### Document section
Brandalism
- Formation: 2012
- Location: Australia, Paris, United Kingdom;
- Key people: Paul Insect, Ron English, Robert Montgomery
- Website: brandalism.ch

= Brandalism =

UK activist artist collective (2012-)

Brandalism (a portmanteau of 'brand' and 'vandalism') is an activist artist collective founded in 2012 in the United Kingdom which engages in subvertising, culture jamming, and protest art. Brandalism uses subvertising to alter and critique corporate advertising by creating parodies or spoofs to replace ads in public areas. The art is typically intended to draw attention to political and social issues such as consumerism and the environment. Advertisements produced by the Brandalism movement are silk screen printed artworks, and may take the form of a new image, or a satirical alteration to an existing image, icon or logo. The advertisements are often pasted over billboards, or propped under the glass of roadside advertising spaces.

### Records shown
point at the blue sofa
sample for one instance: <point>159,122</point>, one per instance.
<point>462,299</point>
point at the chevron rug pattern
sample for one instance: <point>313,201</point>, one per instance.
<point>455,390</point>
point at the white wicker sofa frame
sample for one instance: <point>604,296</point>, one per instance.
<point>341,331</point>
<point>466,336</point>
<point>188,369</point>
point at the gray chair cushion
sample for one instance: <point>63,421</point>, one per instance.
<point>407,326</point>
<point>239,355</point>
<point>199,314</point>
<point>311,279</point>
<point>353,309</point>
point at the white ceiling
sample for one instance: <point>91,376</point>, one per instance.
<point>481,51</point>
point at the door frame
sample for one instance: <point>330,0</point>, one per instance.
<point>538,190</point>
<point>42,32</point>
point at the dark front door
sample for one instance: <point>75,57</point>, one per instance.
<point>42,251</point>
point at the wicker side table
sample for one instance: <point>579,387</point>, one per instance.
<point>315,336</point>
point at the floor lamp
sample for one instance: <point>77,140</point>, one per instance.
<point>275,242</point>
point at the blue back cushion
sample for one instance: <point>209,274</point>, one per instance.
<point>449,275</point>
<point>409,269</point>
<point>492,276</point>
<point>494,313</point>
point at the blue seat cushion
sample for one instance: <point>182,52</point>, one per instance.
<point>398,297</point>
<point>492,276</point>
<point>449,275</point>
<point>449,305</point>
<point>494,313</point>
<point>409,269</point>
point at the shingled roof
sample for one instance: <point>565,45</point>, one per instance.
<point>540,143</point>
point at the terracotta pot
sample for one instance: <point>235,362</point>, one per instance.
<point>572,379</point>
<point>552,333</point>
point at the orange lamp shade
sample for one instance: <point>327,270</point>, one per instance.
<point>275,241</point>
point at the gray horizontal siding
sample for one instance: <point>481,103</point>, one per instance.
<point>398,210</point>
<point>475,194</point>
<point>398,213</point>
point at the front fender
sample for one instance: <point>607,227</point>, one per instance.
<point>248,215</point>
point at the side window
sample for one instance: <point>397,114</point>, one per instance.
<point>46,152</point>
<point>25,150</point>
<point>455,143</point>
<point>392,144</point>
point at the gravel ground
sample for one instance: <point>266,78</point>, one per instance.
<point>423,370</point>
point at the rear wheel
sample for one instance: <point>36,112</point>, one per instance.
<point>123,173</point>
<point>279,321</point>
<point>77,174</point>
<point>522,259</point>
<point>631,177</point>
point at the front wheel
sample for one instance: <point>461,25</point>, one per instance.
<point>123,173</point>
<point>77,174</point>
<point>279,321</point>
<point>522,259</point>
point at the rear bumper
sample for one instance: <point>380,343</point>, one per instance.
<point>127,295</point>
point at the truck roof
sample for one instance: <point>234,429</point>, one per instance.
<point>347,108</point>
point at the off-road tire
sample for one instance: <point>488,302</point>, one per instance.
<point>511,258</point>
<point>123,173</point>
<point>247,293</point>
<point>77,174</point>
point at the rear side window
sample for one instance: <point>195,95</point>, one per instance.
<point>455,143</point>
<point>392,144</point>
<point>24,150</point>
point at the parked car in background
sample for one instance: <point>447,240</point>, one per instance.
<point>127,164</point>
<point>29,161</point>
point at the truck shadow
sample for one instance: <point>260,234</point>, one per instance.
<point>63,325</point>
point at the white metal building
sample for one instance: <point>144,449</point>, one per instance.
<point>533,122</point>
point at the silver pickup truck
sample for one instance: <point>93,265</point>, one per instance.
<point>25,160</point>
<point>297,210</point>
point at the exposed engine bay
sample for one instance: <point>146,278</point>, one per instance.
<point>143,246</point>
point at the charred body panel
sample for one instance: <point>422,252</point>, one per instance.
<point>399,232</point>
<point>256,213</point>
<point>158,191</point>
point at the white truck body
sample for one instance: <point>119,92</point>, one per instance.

### Tasks for this exercise
• A. In the Brandalism article, which two words are combined to form the name "Brandalism"?
• B. Reproduce a passage of the Brandalism article word for word, beginning at the words "Brandalism (a portmanteau" and stopping after "roadside advertising spaces.".

### Your responses
• A. "Brand" and "vandalism."

• B.
Brandalism (a portmanteau of 'brand' and 'vandalism') is an activist artist collective founded in 2012 in the United Kingdom which engages in subvertising, culture jamming, and protest art. Brandalism uses subvertising to alter and critique corporate advertising by creating parodies or spoofs to replace ads in public areas. The art is typically intended to draw attention to political and social issues such as consumerism and the environment. Advertisements produced by the Brandalism movement are silk screen printed artworks, and may take the form of a new image, or a satirical alteration to an existing image, icon or logo. The advertisements are often pasted over billboards, or propped under the glass of roadside advertising spaces.